A new year, a new job for Flash Thompson and the Venom symbiote. This time around, he’s looking to the fill the void left by Rom in the Space Knight department. But, in a galaxy where Alpha Flight has evolved into a first response group against alien threats, the Ultimates are solving the biggest problems in the universe, the Avengers know no earthly bonds, S.W.O.R.D is still a thing, cosmic god level beings like Singularity & Starbrand exist, the Silver Surfer is surfing around while Howard ducks things up in space, and there’s Guardians from all kinds of time periods… Is there a need for Venom: Space Knight?
Venom: Space Knight #1: What is an Agent of the Cosmos?
Writer: Robbie Thompson
Artist/C.Artist: Ariel Olivetti
Letterer: Cory Petit
Editors: Kathleen Wisneski & Jake Thompson
Editor-In-Chief: Axel Alonso
Just a Series of Broken Plays: Flash Thompson and his recently purged Klyntar have begun to hear voices, urging them to be something called “An Agent of the Cosmos”. Flash has no idea what this means, but he follows the voice in his head to a pirate named Kio who has stolen something known as YT-19. Flash discovers that YT-19 is made from the blood of a peaceful species from the planet Uuex. He teams up with a narcissistic robot named 803 and together, they defeat Kio and bring the Uuexians home. Flash discovers the Agents of the Cosmos are universal heroes who deal with the problems that slip through the cracks of universal policing. Flash embraces his new role and decides things are starting to look up for ol’ Agent Venom when he is surrounded by an armada of unidentified origins.
• • •
- [Short exercise A]: Write out the stretch of the Venom comic review from "A new year, a" through "Venom: Space Knight?", keeping every word as it stands.
- [Short exercise B]: Find each line in the rows that contains the string "flat" and copy those lines out. Case counts when matching.
• • •
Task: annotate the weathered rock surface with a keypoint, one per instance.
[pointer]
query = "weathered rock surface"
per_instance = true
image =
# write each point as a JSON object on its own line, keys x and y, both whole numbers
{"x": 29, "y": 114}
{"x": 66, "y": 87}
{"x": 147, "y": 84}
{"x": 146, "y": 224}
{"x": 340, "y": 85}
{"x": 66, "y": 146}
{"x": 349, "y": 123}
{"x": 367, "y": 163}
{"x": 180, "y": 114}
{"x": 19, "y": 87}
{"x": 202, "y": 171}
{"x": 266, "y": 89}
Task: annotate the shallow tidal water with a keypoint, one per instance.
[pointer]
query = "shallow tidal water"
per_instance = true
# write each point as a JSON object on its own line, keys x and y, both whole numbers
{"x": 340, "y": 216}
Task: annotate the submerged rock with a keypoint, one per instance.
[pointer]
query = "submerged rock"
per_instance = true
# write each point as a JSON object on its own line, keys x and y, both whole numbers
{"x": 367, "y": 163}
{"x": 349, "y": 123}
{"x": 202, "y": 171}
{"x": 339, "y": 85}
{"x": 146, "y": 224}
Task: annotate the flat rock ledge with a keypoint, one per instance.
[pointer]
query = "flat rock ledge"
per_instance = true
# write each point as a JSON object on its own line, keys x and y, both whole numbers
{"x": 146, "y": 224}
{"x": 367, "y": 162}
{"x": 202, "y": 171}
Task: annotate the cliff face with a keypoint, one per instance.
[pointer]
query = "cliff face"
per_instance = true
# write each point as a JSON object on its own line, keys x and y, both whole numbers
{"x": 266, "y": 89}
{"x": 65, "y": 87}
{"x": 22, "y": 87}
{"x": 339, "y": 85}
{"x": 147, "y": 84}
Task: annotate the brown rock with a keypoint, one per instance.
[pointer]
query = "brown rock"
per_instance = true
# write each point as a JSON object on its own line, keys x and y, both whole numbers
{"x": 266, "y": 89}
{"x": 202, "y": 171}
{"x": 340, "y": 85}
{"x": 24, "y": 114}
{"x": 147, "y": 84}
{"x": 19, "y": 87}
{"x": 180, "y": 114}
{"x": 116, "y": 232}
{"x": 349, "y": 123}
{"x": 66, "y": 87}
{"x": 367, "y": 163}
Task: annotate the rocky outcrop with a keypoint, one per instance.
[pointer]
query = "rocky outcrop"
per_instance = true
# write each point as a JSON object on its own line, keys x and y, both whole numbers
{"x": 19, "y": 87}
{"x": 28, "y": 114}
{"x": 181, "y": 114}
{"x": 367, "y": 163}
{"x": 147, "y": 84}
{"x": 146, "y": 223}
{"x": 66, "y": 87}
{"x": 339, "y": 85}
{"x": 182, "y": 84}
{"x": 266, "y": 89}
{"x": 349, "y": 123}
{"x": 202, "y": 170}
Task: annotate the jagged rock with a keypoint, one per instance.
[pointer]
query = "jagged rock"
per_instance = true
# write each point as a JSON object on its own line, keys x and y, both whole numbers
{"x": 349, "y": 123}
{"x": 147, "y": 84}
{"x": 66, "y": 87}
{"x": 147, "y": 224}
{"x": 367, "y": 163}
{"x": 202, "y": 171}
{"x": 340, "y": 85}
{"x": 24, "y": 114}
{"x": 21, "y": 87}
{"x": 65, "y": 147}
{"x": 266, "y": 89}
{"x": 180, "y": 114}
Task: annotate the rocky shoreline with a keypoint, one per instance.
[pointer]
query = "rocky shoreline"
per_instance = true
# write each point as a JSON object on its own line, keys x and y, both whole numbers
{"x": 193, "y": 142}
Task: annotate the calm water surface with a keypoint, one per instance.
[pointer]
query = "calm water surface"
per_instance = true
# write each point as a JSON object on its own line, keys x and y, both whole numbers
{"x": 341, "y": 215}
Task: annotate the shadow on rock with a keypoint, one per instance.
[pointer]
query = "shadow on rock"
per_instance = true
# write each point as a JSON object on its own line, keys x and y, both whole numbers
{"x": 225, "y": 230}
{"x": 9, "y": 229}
• • •
- [Task answer A]:
A new year, a new job for Flash Thompson and the Venom symbiote. This time around, he’s looking to the fill the void left by Rom in the Space Knight department. But, in a galaxy where Alpha Flight has evolved into a first response group against alien threats, the Ultimates are solving the biggest problems in the universe, the Avengers know no earthly bonds, S.W.O.R.D is still a thing, cosmic god level beings like Singularity & Starbrand exist, the Silver Surfer is surfing around while Howard ducks things up in space, and there’s Guardians from all kinds of time periods… Is there a need for Venom: Space Knight?

- [Task answer B]:
Task: annotate the flat rock ledge with a keypoint, one per instance.
query = "flat rock ledge"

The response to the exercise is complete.